Passage to read >>
· · · · ·

1. Introduction
Collecting operation data from production systems in the factory floor has been a critical task to maintain the system operation and productivity. Most existing data collection systems are intended to monitor faults that are occurring from various machines in the system. Some are automated to raise alarms in ab-normalcy [
1], and others rely on manual data collection and feed them to tools such as statistical process control [
2]. Recently, thanks to the rapid advances of the Internet of Everything (IoE) technology, automated data collections are receiving a great deal of attention in the era of smart factory and Industry 4.0 with visions of using them beyond the fault detection and isolation: for preventive maintenance, job scheduling, productivity improvement, and various optimization [
3,
4]. Indeed, ref. [
5] proposes to use an IoT-based architecture that collects information regarding key performance indicators to improve productivity, refs. [
6,
7,
8] propose to build a digital twin for the production systems for multi-purpose optimization, ref. [
9] suggests a smart factory framework, which has a cloud-assisted and self-organized structure to produce customized products in a real-time manner, and [
10] suggests an IoT-based supply chain management system that tracks locations of goods to help managers check the status of a supply chain and its dependencies.
An important issue that can be addressed using the infrastructure of IoE enabled smart factory is the continuous improvement of a production line [
11]. The continuous improvement is a major tool for production systems management, where projects are designed to improve productivity of the production systems. Specifically, continuous improvement projects involve bottleneck identification and elimination by allocating additional resources in order to achieve higher productivity in an efficient manner. In addition, analysis for the continuous improvement requires the capability of quantifying the improvement if characteristics of the bottleneck are changed. Existing studies [
12] for methods of bottleneck identification and analysis for continuous improvement projects are based on measurement data, such as cycle-time (average time for a machine to finish a task), uptime (average time for a machine to be up, i.e., operational), downtime (average time for a machine to be down, i.e., not operational), and buffer capacity.

· · · · ·

Raw data >>
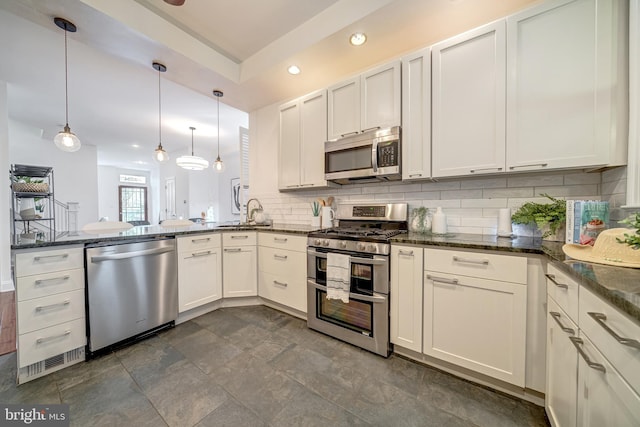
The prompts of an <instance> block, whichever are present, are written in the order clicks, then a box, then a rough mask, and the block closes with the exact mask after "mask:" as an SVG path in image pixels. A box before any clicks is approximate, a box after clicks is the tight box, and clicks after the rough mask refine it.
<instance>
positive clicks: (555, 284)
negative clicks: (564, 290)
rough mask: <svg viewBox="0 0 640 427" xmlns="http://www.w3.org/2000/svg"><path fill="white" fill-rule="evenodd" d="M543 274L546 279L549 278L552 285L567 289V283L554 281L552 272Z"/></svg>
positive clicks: (553, 275)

· · · · ·

Problem requirements >> Carry on the introduction about smart-factory data collection and continuous improvement of production lines, starting right after its last sentence. Nothing in the listing is required here.

Output below >>
We point out that hardly any manufacturing facilities has dedicated IoE devices for direct measurement of cycle-time, uptime, and downtime for the continuous improvement while many facilities have basic fault monitoring systems. Unfortunately, cycle-time, uptime, and downtime are not directly available from fault monitoring systems. For example, the fault monitoring system in [
13] represents machine states as ‘processing’, ‘inspection’, and ‘manual operation’ and that of a microfluidic device manufacturing line [
14] categorizes machine states as ‘no operation’, ‘idling’, and ‘operating’. A monitoring system in an automotive part production line that is used for a case study in this work categorizes machine states as ‘working’, ‘idling’, ‘complete’, and ‘alarm’. Clearly, extracting cycle-time, uptime, and downtime of each machine from the mentioned fault monitoring data are not at all straightforward. Although many manufacturing facilities are installing IoE devices for data collection under the initiative of smart factory and Industry 4.0, the new devices are still installed with the main purpose of monitoring faults [
15].
A method of using the data from the existing fault monitoring IoE systems for the purpose of the continuous improvement would save time and resource for the manufacturing facilities: new installation is not necessary which may avoid stopping the production for the installation. Thus, in this paper, we present a case study where the continuous improvement of an automotive parts production system is addressed using the data from a fault monitoring system. As mentioned earlier, the dataset necessary for the continuous improvement (i.e., uptime, downtime, and cycle-time) are not directly available from the fault monitoring systems. Therefore, we study the problem of how to derive the dataset of uptime, downtime, and cycle-time for the continuous improvement from the existing fault monitoring data.
In order to model and analyze production systems, many approaches and frameworks are available as reviewed in [
16]. In this work, as a main tool for productivity analysis, we use the theory of production systems engineering (PSE) [
11] due to three distinct advantages: evaluation of various performance metrics is possible for production systems; convergence of the numerical algorithm in PSE is analytically proven; and it has been applied to various actual manufacturing systems.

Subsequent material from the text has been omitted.